List of tasks:
1) In the fq_codel forum post, how much buffering did a recent 5G test show?
2) Extract the stretch of the fq_codel forum post from "I regard the" through "seconds of buffering).".
3) Summarize the fq_codel forum post in two sentences.

Excerpted passage:
>> Start
Playing with fq_codel in 2.4

dtaht

@strangegopher having a fat cpu may or may not help on inbound shaping. you are bound by the context switch latency which is 1000s of clocks on "modern" intel hardware. The (paper) Mill computer cpu can do it in 5. If we could do it in offloaded hardware, cool.

You are also bound by clock resolution, interrupt coalescing, and numerous other potential difficulties.

I regard the biggest remaining technical problem in the whole bufferbloat effort is doing inbound shaping cheaply enough at high rates, to eliminate the "badwidth" folk are providing at these speeds (a recent test of 5G showed 2 seconds of buffering).

I'd have preferred the core algos just roll out to more vendor hardware, and pursued political solutions.

I'd hoped that outbound shaping would get more fixed by (one example) having a programmable completion interrupt in the ethernet/gpon/cable chip - which essentially makes it "free" for bql derived systems (I still haven't found the intel chipsets that do it), or that ISPs would get clue and demand a better shaper + fq_codel from their CMTS/BRAS/ENODE-B/GPON vendors on their side so we wouldn't have to inbound shape at all. It's just a programmable interrupt per subscriber to do it right in hardware on outbound in their case. Totally doable. And profitable for whatever chipmaker/vendor gets there first. http://jvimal.github.io/senic/

'cause fixing the internet on my dime and time costs. (but do you say "no" when vint cerf, jim gettys, esr, paul vixie and dave reed tell you you're the only guy that can make even a proof of concept work? (cerowrt). I couldn't... and I was thoroughly POed about it in the first place, as while I was (retired) in nicaragua, my wifi "upgrade" from g to n one summer for my 14km long link to the internet failed completely during the (2 month long) rainy season - when there was nothing to do but surf the internet. So great. it's 8 years later and I can finally get a decent wifi link to the boonies down there, and I keep thinking about retiring again.... sailing down there... never logging in again... reading books... writing one... surfing a lot...)
>> End
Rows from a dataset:
>> Start
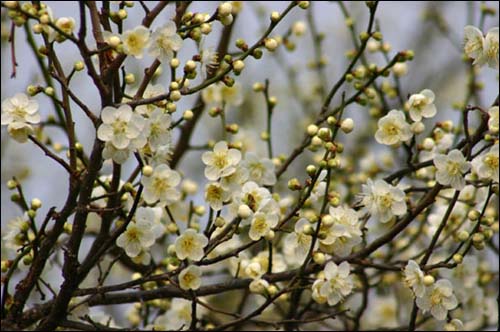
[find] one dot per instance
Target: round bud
(417, 127)
(238, 66)
(188, 115)
(49, 91)
(219, 222)
(270, 235)
(311, 170)
(225, 9)
(174, 63)
(429, 280)
(172, 228)
(319, 258)
(347, 125)
(271, 44)
(457, 258)
(473, 215)
(147, 170)
(36, 203)
(130, 78)
(463, 235)
(327, 220)
(244, 211)
(175, 95)
(312, 130)
(275, 16)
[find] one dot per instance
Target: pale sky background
(437, 66)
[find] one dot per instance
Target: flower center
(220, 160)
(453, 168)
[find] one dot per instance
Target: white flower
(338, 282)
(490, 52)
(190, 277)
(343, 234)
(177, 317)
(216, 195)
(473, 42)
(161, 185)
(135, 41)
(141, 234)
(119, 156)
(221, 162)
(414, 278)
(383, 201)
(258, 286)
(121, 127)
(486, 165)
(438, 299)
(18, 234)
(297, 243)
(159, 129)
(493, 121)
(261, 171)
(261, 224)
(164, 42)
(190, 245)
(393, 129)
(451, 169)
(235, 181)
(316, 295)
(18, 113)
(484, 50)
(422, 105)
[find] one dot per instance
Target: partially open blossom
(451, 169)
(383, 201)
(190, 277)
(164, 42)
(393, 129)
(190, 245)
(135, 41)
(438, 299)
(422, 105)
(221, 162)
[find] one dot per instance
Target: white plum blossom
(161, 185)
(221, 162)
(141, 234)
(261, 170)
(190, 245)
(451, 169)
(261, 224)
(19, 113)
(122, 127)
(164, 42)
(414, 278)
(343, 234)
(493, 121)
(438, 299)
(159, 129)
(393, 129)
(486, 165)
(216, 195)
(484, 50)
(422, 105)
(297, 243)
(383, 200)
(338, 283)
(135, 41)
(190, 277)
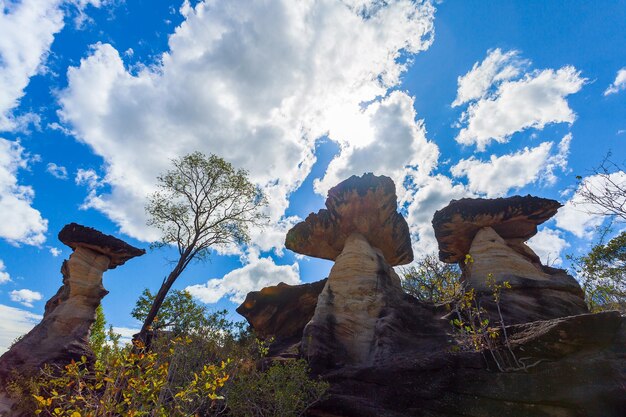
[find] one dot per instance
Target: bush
(133, 384)
(603, 275)
(433, 281)
(284, 390)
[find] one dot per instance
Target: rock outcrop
(362, 314)
(63, 333)
(493, 233)
(386, 354)
(576, 369)
(515, 219)
(282, 310)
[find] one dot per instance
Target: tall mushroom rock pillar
(493, 232)
(362, 232)
(63, 333)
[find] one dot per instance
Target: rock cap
(75, 235)
(513, 218)
(366, 205)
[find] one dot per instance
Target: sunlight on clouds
(4, 275)
(619, 84)
(549, 245)
(301, 70)
(25, 297)
(399, 146)
(15, 322)
(257, 274)
(21, 223)
(582, 218)
(498, 175)
(532, 101)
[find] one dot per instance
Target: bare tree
(604, 192)
(201, 203)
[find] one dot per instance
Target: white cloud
(619, 84)
(558, 160)
(21, 223)
(495, 68)
(548, 244)
(430, 195)
(87, 177)
(582, 218)
(25, 296)
(500, 174)
(4, 275)
(27, 30)
(57, 171)
(15, 322)
(126, 334)
(398, 146)
(533, 101)
(256, 82)
(257, 274)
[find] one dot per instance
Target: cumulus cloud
(397, 145)
(619, 84)
(549, 245)
(495, 68)
(510, 105)
(15, 322)
(57, 171)
(581, 217)
(430, 195)
(500, 174)
(25, 296)
(4, 275)
(21, 223)
(256, 82)
(257, 274)
(27, 29)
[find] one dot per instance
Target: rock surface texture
(63, 333)
(365, 205)
(386, 354)
(362, 314)
(493, 233)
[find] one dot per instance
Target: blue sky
(450, 99)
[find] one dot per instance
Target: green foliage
(97, 333)
(603, 275)
(476, 331)
(202, 202)
(432, 281)
(132, 384)
(284, 390)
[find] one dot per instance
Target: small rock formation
(386, 354)
(365, 205)
(281, 311)
(493, 233)
(63, 333)
(360, 314)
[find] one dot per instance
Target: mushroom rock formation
(63, 333)
(362, 314)
(493, 233)
(281, 311)
(365, 205)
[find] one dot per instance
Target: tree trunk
(143, 335)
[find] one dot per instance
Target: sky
(450, 99)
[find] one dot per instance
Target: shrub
(284, 390)
(431, 280)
>> End
Responses by task:
1) Two seconds of buffering.

2)
I regard the biggest remaining technical problem in the whole bufferbloat effort is doing inbound shaping cheaply enough at high rates, to eliminate the "badwidth" folk are providing at these speeds (a recent test of 5G showed 2 seconds of buffering).

3) A fast CPU may not help inbound shaping, because context switch latency, clock resolution, interrupt coalescing and other difficulties set the limits, and doing inbound shaping cheaply at high rates is the biggest remaining technical problem in the bufferbloat effort. The poster had hoped outbound shaping would be fixed through a programmable completion interrupt in network chips, or by ISPs demanding a better shaper plus fq_codel from their vendors so that inbound shaping would not be needed at all.